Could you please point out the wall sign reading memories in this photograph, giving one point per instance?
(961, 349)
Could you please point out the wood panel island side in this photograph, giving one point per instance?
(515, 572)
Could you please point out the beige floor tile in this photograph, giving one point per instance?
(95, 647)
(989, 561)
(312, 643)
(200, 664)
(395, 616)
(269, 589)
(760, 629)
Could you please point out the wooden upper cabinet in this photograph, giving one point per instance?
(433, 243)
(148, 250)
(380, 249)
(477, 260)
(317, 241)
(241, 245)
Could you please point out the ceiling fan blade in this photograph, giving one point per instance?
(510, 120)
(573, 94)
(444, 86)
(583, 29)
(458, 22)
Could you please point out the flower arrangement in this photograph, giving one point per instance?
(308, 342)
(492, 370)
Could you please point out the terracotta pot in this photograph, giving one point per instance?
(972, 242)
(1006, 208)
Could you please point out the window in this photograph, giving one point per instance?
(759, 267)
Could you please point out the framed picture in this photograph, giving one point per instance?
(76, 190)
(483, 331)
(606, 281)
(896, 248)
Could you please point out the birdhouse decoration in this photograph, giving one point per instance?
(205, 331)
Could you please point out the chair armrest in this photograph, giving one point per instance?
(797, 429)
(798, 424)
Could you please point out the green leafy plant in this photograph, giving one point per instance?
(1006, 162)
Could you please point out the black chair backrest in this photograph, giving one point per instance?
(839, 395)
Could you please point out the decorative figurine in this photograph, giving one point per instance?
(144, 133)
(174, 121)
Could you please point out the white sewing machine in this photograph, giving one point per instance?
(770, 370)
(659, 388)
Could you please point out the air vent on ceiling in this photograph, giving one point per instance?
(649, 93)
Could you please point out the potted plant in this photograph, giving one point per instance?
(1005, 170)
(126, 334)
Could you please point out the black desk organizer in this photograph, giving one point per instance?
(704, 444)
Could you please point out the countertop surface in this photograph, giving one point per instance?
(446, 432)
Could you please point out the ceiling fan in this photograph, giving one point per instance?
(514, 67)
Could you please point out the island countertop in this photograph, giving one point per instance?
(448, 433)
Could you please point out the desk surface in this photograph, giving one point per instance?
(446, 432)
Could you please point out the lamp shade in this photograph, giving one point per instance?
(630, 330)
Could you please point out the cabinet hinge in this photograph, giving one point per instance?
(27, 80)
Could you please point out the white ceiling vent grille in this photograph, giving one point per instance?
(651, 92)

________________________________________

▶ _What is expected_
Rewrite all the records above, swapping each occurrence of "photograph" for "image" and leaving everything else unchanged.

▶ _Expected answer_
Could you please point out the wall sign reading memories in this image, giving one point per instance?
(961, 349)
Could you please point out the wood panel island side in this image, giving one point per instance?
(515, 572)
Could you please point out the beige floor tile in this image, giving one point per instance?
(95, 647)
(989, 561)
(312, 643)
(200, 664)
(395, 616)
(269, 589)
(760, 629)
Could you please point out the wooden upper cabinet in this image, giving one point per instance?
(433, 243)
(148, 250)
(380, 249)
(477, 260)
(317, 241)
(241, 245)
Could you please point out the ceiling fan blade in this image, giving one point per instance?
(510, 120)
(573, 94)
(444, 86)
(583, 29)
(458, 22)
Could you please point out the flower arrangement in this image, giving one point per instance?
(308, 342)
(492, 370)
Could you please point out the terracotta pot in this image, giving one point per instance?
(972, 242)
(1006, 208)
Could you please point out the window in this image, giving one point per instance?
(759, 267)
Could you please point out the framed picture in this image, giving one point per instance?
(76, 190)
(483, 331)
(606, 281)
(896, 248)
Could you please point out the birdhouse decoration in this image, giving one point per instance?
(205, 331)
Could you please point out the chair armrest in this image, giving one point per instance?
(797, 429)
(798, 424)
Could you please point out the green leafy plant in this image, giving one point per instance?
(1006, 162)
Could you please point out the black chair backrest in this image, giving one point per instance?
(839, 395)
Could you please point out the decorative figurine in this image, giving one point per instance?
(144, 133)
(174, 121)
Could you please point out the white sewing machine in this image, giving one point per instance?
(770, 370)
(659, 388)
Could you please point out the air vent on ceiling in this image, giving one point per instance?
(649, 93)
Could you please point out the potted plant in this image, giving one point per instance?
(1005, 170)
(126, 334)
Could you please point out the black desk organizer in this image, giving one point per instance?
(704, 444)
Could you please point out the countertop surface in this image, giving one point per instance?
(446, 432)
Could you please point out the ceiling fan in this image, giving one point per instance?
(514, 67)
Could you please point out the island countertop in this image, giving one point per instance?
(448, 433)
Could you please point out the desk surface in this image, giving one point per instance?
(446, 432)
Could you please point out the lamp shade in this image, giving one point per instance?
(630, 330)
Could you please point out the cabinet hinge in this image, giving one point per instance?
(27, 80)
Could you please point out the white ceiling vent grille in this image, giving one point per instance?
(651, 92)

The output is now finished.